## [Material]
--------------------

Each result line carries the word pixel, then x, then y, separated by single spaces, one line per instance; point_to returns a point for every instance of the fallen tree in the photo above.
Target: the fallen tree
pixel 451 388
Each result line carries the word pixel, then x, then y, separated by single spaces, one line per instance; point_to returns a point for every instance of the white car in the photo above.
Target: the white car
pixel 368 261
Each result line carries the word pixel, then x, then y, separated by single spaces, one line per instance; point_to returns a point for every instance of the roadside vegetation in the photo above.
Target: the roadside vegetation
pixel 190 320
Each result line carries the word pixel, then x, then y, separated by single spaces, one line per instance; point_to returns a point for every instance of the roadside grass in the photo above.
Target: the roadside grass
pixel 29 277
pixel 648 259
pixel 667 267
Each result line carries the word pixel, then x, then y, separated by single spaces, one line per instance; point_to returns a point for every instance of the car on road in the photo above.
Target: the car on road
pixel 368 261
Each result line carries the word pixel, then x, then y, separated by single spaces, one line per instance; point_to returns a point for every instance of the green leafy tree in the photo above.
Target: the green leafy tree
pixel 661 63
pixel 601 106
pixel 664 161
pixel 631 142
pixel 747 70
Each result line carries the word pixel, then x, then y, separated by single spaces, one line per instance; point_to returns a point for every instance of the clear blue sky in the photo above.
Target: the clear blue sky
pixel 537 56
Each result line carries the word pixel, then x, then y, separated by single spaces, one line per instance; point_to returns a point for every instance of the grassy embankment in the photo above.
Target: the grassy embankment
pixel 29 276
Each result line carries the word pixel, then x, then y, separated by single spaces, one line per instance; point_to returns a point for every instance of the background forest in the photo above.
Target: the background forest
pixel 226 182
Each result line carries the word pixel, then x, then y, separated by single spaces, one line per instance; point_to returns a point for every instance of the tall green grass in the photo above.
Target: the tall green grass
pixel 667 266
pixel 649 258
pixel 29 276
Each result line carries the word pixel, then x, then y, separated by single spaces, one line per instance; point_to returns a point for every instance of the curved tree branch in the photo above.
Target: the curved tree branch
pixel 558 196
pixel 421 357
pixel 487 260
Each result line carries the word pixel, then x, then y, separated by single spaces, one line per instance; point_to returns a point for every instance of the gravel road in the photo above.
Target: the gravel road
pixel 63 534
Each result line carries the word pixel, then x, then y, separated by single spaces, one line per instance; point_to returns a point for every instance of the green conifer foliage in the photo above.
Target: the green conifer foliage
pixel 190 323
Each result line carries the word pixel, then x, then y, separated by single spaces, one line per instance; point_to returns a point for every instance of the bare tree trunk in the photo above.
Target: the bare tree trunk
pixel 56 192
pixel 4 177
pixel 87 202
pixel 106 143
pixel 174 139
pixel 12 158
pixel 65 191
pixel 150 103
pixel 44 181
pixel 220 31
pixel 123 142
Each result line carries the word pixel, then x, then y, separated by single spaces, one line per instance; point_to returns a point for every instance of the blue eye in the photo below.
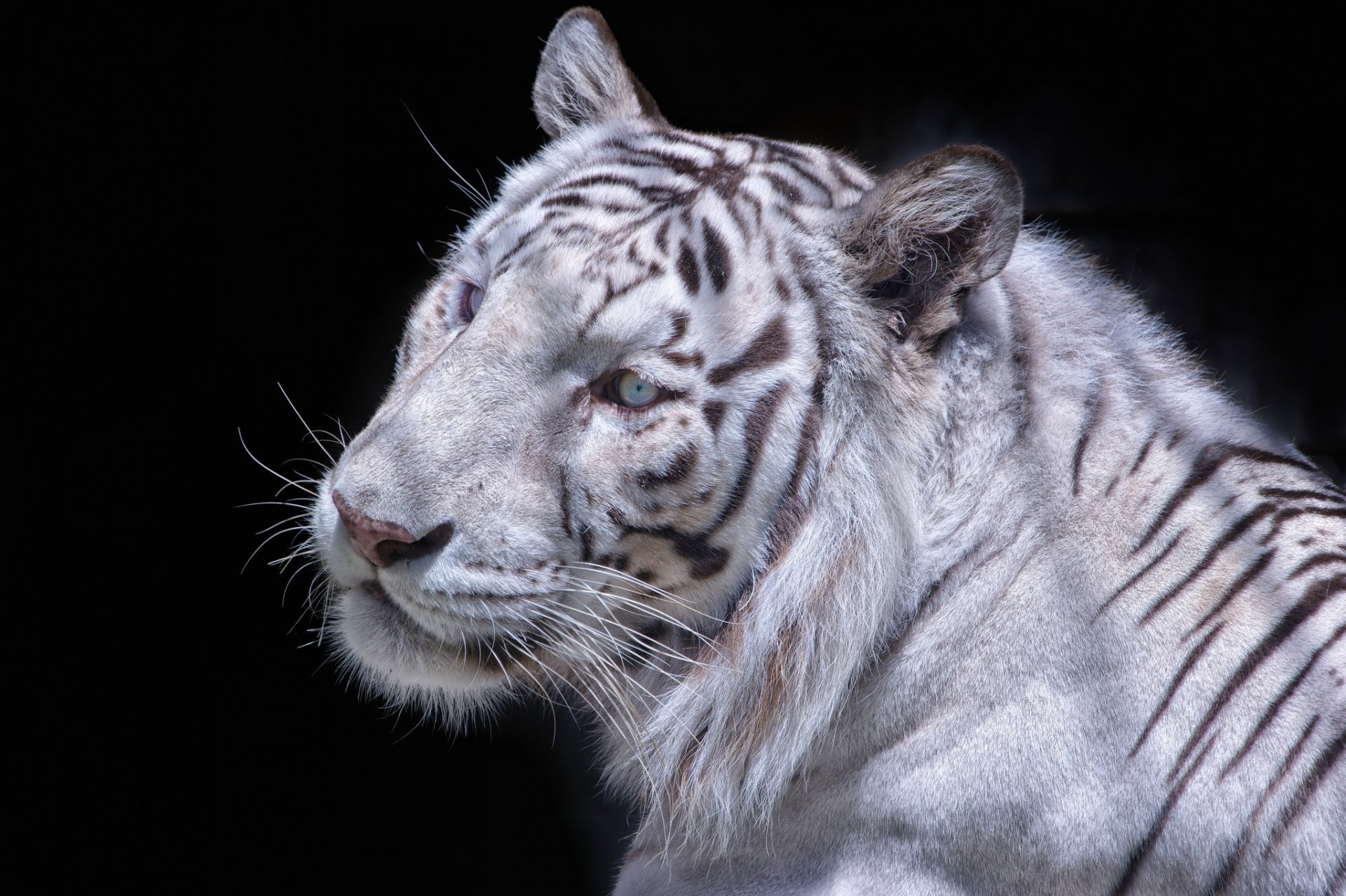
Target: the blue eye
pixel 629 391
pixel 470 300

--------------------

## [Directive]
Copy all of the records above word for word, leaving the pictures out of your answer.

## [Reply to the task]
Each result line carries the word pixel, then x, then y, separated by single spaces, one line per instance; point_to returns a point for every instance of the fallen tree in the photo above.
Target: the fallen tree
pixel 451 388
Each result line carries the word pixel, then x, then y, separated by single spaces, one line per instance; point_to returns a point for every instance of the white car in the photo above.
Target: the white car
pixel 368 261
Each result line carries the word pixel, then x, then y, separated by single spaces, one line per instance; point_to returns a point for every instance of the roadside vegetation in the photo above.
Target: the roadside vegetation
pixel 190 320
Each result line carries the word pixel, then x, then y, separated by single spaces, one line per instance; point_to returns a point for every instance of the roadside grass in the photo above.
Target: the roadside grass
pixel 29 277
pixel 648 259
pixel 667 267
Each result line carries the word pixel, then x, then y, separated by single spaces, one line per instance; point_to returns a point for every instance of the car on road in the photo above.
Target: the car on road
pixel 368 261
Each result line carries the word pixel, then x, then y, separated by single spaces, one line per instance; point_to returns a point for every instance of the green leafy tree in the photo above.
Target: the green leafy tree
pixel 661 63
pixel 601 106
pixel 664 161
pixel 631 142
pixel 747 70
Each result line carries the word pixel, then x, then y, separated by single spaces, one line per instance; point_to returns a point for every instance of the clear blue sky in the photo above.
Target: the clear blue sky
pixel 537 56
Each result line carries the word pixel, then x, then y, separated by single spaces, one line per instance; point_to returns a point for every instance of the grassy embankment in the photo above.
Target: the grassy embankment
pixel 29 276
Each result line carries the word pixel, then x, then y, separated by single spaces, one line per instance; point_to returns a point for every instance of the background forest in the photo above.
Target: the background forest
pixel 226 182
Each result line carries the word pixel, then x, then y, separated by single spaces, one line per instance; point_to returns a point for every instance of the tall green grass in the photo above.
Target: the tall green grass
pixel 667 266
pixel 649 258
pixel 29 276
Each result line carries the word pixel, then x, then y, separated by single spaces, one line per instance; point_to returns a point for every instance of the curved tree branch in the photo above.
Target: the curved tree branch
pixel 558 196
pixel 421 357
pixel 487 260
Each result line carries the word pixel, then x, then y, separated by single spaces, one line per instance; point_to returns a point for every instance of the gravel road in the photo above.
Target: the gravel road
pixel 63 534
Each result line carries the word pixel, then x, then y, separated by single spaces, one line per instance; point_to returns a point for every instance of the green conifer foliage in the photo above.
Target: the green conifer foliage
pixel 190 323
Each result line carries the word pixel, then x, then y, separated by single spaces, one line per instance; point_to returns a point for every instance of the bare tree trunk in the photo above.
Target: the bare tree trunk
pixel 56 192
pixel 4 177
pixel 87 202
pixel 106 143
pixel 174 139
pixel 12 158
pixel 65 191
pixel 150 103
pixel 44 181
pixel 220 31
pixel 123 142
Each result line carries the word pixel, then x, then y, separated by single spaces, one line per instance; point_to returns a point for every instance of the blue eye in the photo below.
Target: the blue eye
pixel 629 391
pixel 470 300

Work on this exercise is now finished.